BEIRUT (AP) — U.S.-led coalition strikes in Syria continue to target areas controlled by the militant group Islamic State. Activists say overnight, a grain silo was hit, but only civilians were killed. They say the air assault was on Islamic State facilities in four provinces, including Aleppo and Raqqa (RAH'-kah). One strike hit the entrance to a Conoco gas plant, but activists say the facility itself was not damaged.
KABUL, Afghanistan (AP) — A senior adviser to President Barack Obama says Afghanistan will sign a deal tomorrow to allow American soldiers to remain in the country past the end of the year. John Podesta made the comments at a news conference at the U.S. Embassy in Kabul. Podesta said he didn't know if newly inaugurated President Ashraf Ghani Ahmadzai (ahsh-RAHF' gah-NEE' ah-mahd-ZEYE') would be the official signing the deal for Afghanistan, but said he would sign it on behalf of the U.S. The deal will allow about 10,000 American troops to stay in the country after the international combat mission ends on Dec. 31.

————

Work to complete:
A) Reproduce the part of the news briefs that begins at the words "BEIRUT (AP) —" and stops after the words "was not damaged.".
B) Translate this sentence from the news briefs into Spanish: "John Podesta made the comments at a news conference at the U.S. Embassy in Kabul."

Stored data:

————

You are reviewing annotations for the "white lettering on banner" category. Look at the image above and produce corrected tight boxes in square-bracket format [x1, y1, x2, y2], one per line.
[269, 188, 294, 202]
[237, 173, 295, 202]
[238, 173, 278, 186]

————

Results of the exercise:
A)
BEIRUT (AP) — U.S.-led coalition strikes in Syria continue to target areas controlled by the militant group Islamic State. Activists say overnight, a grain silo was hit, but only civilians were killed. They say the air assault was on Islamic State facilities in four provinces, including Aleppo and Raqqa (RAH'-kah). One strike hit the entrance to a Conoco gas plant, but activists say the facility itself was not damaged.

B) John Podesta hizo los comentarios en una conferencia de prensa en la Embajada de Estados Unidos en Kabul.